### Given records
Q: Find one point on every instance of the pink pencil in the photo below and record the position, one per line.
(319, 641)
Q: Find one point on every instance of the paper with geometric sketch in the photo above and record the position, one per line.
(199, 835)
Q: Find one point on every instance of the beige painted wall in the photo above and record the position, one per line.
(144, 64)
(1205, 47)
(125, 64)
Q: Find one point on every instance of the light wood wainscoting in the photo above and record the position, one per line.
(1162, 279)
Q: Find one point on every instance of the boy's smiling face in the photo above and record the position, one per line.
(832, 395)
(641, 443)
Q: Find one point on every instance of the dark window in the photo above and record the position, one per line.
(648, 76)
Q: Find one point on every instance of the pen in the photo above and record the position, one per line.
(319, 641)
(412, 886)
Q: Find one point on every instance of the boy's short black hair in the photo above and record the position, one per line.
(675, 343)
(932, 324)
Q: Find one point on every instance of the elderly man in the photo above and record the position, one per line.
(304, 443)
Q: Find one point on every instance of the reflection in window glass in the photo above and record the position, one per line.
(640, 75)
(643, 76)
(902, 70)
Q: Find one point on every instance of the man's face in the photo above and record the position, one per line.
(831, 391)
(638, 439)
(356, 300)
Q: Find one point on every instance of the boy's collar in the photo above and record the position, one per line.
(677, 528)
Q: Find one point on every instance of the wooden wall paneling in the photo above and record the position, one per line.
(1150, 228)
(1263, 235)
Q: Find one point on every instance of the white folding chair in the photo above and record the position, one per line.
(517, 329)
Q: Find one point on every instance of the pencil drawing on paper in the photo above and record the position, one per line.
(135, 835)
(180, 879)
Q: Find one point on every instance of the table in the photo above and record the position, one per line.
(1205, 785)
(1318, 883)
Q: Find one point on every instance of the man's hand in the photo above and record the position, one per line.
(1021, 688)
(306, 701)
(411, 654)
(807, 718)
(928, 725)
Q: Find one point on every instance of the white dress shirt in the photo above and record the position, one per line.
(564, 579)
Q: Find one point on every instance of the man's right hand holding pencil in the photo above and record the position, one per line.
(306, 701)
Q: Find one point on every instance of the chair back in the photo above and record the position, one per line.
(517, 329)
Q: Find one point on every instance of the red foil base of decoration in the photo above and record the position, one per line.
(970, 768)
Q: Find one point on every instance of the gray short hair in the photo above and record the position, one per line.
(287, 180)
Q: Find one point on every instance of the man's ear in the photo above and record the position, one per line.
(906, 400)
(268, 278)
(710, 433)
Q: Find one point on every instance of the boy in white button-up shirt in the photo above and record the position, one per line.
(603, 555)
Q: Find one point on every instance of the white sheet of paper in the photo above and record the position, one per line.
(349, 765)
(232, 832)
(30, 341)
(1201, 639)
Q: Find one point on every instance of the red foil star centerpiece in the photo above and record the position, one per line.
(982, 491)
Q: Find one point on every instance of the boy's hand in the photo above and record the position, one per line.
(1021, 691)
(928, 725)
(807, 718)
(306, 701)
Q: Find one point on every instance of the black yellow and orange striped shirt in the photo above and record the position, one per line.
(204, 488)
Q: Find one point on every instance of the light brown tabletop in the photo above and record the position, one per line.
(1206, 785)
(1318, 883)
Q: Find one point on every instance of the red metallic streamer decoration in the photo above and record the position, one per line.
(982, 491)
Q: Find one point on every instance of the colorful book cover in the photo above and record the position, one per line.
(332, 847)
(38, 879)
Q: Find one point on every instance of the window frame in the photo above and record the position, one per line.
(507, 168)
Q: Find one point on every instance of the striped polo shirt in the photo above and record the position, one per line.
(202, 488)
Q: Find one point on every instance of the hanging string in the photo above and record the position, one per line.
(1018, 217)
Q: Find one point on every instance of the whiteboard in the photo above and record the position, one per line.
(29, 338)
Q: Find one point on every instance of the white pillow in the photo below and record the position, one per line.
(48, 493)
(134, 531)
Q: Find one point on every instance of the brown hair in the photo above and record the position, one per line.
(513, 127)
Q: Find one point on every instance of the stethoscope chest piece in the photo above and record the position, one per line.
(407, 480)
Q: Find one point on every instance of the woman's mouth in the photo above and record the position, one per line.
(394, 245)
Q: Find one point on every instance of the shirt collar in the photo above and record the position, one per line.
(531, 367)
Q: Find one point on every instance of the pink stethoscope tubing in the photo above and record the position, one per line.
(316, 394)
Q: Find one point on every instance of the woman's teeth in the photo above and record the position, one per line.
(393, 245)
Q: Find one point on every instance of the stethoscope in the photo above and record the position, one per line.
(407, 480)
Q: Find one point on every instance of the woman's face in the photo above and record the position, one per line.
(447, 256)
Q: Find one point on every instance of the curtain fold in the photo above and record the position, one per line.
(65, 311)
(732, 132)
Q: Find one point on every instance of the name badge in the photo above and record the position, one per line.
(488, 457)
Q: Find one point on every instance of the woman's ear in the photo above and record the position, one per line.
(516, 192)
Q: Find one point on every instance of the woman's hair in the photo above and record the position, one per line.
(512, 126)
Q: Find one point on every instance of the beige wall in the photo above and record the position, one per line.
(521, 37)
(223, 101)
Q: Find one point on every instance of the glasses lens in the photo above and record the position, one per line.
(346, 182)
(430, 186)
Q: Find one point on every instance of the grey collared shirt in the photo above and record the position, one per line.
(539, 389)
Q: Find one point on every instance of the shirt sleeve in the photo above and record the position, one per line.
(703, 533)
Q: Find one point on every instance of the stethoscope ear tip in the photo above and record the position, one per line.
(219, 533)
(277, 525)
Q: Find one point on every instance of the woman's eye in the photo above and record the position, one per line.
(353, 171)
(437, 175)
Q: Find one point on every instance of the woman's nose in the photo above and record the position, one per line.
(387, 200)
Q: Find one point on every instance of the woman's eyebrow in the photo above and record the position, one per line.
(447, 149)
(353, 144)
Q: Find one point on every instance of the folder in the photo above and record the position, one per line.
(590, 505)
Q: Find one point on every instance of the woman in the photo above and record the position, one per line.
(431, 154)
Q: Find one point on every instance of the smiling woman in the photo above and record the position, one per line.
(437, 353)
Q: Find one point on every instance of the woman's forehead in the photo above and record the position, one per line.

### Short problem
Output all preceding records character for character.

### Solution for this problem
Q: Find one point on every instance of the pink pencil in the photo below and record the position, one per line.
(319, 641)
Q: Find one point on every instance of the paper with geometric sketch in the photo above and record the position, one per line.
(199, 835)
Q: Find one point on every instance of the beige painted wall in the photo above and record the position, one per line.
(144, 64)
(1205, 47)
(125, 64)
Q: Find one point on every instance of the light wood wainscoting in the photo above and record the position, one per line.
(1162, 279)
Q: Find one point on every instance of the boy's smiling face in the photo above and record the position, one per line.
(832, 395)
(641, 443)
Q: Find one point on every instance of the dark window in the photo above and record the position, one per line.
(648, 76)
Q: Find one point on every instance of the pen in the photo above and record the position, one per line.
(319, 641)
(412, 886)
Q: Find one point on every instance of the boy's short black hair in the photo above and record the position, one per line.
(675, 343)
(932, 324)
Q: Find one point on every instance of the elderly man in the photo above and record the position, one per line.
(304, 443)
Q: Find one point on every instance of the reflection in window glass in the photo above and record the position, one per line.
(640, 75)
(643, 76)
(902, 70)
Q: Find one point on every instance of the man's face in the photo above and record the position, one per line.
(831, 391)
(638, 439)
(356, 300)
Q: Find one point on every instance of the boy's collar in the photo above and record the position, one per line.
(677, 528)
Q: Find one point on every instance of the wooden wall paneling in the photo above and record the position, one per line.
(1150, 228)
(1263, 235)
Q: Find one point on every instance of the white folding chair in the photo above and record the position, one per line.
(517, 329)
Q: Find one point on every instance of the pencil drawing on paper in the photo above and record the position, one per line.
(135, 835)
(180, 879)
Q: Find one point on every instance of the table in the photo above and record the position, one per line.
(1205, 785)
(1318, 883)
Q: Find one point on every instance of the man's hand in the photo above and record the position, one per line.
(1021, 688)
(306, 701)
(411, 654)
(807, 718)
(928, 725)
Q: Find one point on every instance of the white dress shirt in the photo above and record the position, one per line.
(564, 579)
Q: Find one point on every instance of the man's right hand holding pencil in the photo above and record the position, one per line.
(306, 701)
Q: Find one point on every instance of the chair back in the photo above and record the position, one per line.
(517, 329)
Q: Find one point on every instance of the red foil base of decoration in the photo above and record the position, one per line.
(970, 768)
Q: Find one point on every instance of the gray short hair in the photo above and record the position, one per line.
(287, 180)
Q: Find one point on every instance of the man's ear in the photo above and record the position, one per line.
(906, 400)
(268, 278)
(710, 433)
Q: Find one point on every instance of the boy in white button-up shirt in the photo above and record the position, one per line.
(603, 555)
Q: Find one point on every instance of the white sheet of paper in the photo above and record the position, one per line.
(349, 765)
(232, 832)
(30, 341)
(1201, 639)
Q: Find one point on every instance of the red foil star centerpiece in the photo above and record the position, one per line.
(982, 491)
Q: Find one point on every instance of the boy's hand in the photo above and record the position, one per line.
(1021, 691)
(928, 725)
(807, 718)
(306, 701)
Q: Find one point on every instance of the black yellow and orange striped shirt in the photo above and record the position, one per line.
(204, 488)
Q: Find one point on every instance of the light brown tabletop in the photo above and record the position, one per line.
(1206, 785)
(1318, 883)
Q: Find one point on every instance of the red metallic streamer decoration in the photo above and record the position, one per line.
(982, 491)
Q: Find one point on every instance of the colorful book cover in the photo above and record the position, one per line.
(332, 847)
(38, 879)
Q: Find one point on every instance of the window frame in the photo above and record the position, one per line.
(507, 168)
Q: Find one point on every instance of the striped polo shirt in the photo above and record the position, one per line.
(202, 488)
Q: Find one point on every instance of the hanging string in the photo above and record the position, one per line.
(1018, 217)
Q: Find one point on every instance of the whiteboard in the photo above and record the position, one per line.
(29, 338)
Q: Find one point on every instance of the white pillow in the photo below and record the position, one per line.
(48, 493)
(134, 531)
Q: Find one point on every instance of the brown hair in the photo above and record the position, one per line.
(513, 127)
Q: Find one point on every instance of the stethoscope chest piece in the photo above and record the position, one per line.
(407, 480)
Q: Find one point on every instance of the woman's mouth in the photo above and record the position, one per line.
(394, 245)
Q: Find one point on every instance of the shirt collar in the photo above and record the position, one per line.
(531, 367)
Q: Find one point on every instance of the pink stethoscope tubing in the photo above and record the position, one per line.
(316, 394)
Q: Find one point on every instance of the woman's teeth in the photo above and record the position, one per line.
(393, 245)
Q: Find one point on every instance of the stethoscope in the photo above and record the position, one per line.
(407, 480)
Q: Find one point on every instance of the woman's face in the photo above and record the position, one per line.
(447, 256)
Q: Find one point on every instance of the curtain fold in the photo above and record the position, one per line.
(65, 311)
(732, 132)
Q: Find one point on every instance of the name badge in the photo above and record the position, one per line.
(488, 457)
Q: Find one point on every instance of the woman's ear in the photo above and record the position, one per line.
(516, 192)
Q: Find one point on every instance of the woman's hair in the photo above and record the position, one per line.
(512, 126)
Q: Find one point on every instance of the beige wall in the photo above and record the position, one per line.
(521, 37)
(223, 101)
Q: Find one point on every instance of the glasses lens in the photo above and record the position, one per line.
(346, 182)
(430, 186)
Q: Find one point on every instance of the grey collared shirt in the photo above and record the position, one per line.
(539, 389)
Q: Find one point on every instance of the shirt sleeve in the photo above and record the position, one per line.
(703, 533)
Q: Find one point on every instance of the stethoscope ear tip in the photo above and record the position, one per line.
(219, 533)
(277, 525)
Q: Find one point on every instance of the woman's eye in the photo above and record the position, one per line.
(353, 171)
(437, 175)
Q: Find one point on every instance of the woman's nose in the photo above and record the position, one per line.
(387, 200)
Q: Find one point on every instance of the woman's eyebrow in the photo above and record the position, one per line.
(447, 149)
(353, 144)
Q: Find one point on every instance of the folder in the photo above and record the position, one per line.
(590, 505)
Q: Find one point on every instance of the woman in the photo above and record the position, one per line.
(431, 154)
Q: Find one point on every instance of the smiling woman in the photo above and record the position, one per line.
(437, 353)
Q: Find one point on every instance of the woman's forehead in the photo above and record the position, one per line.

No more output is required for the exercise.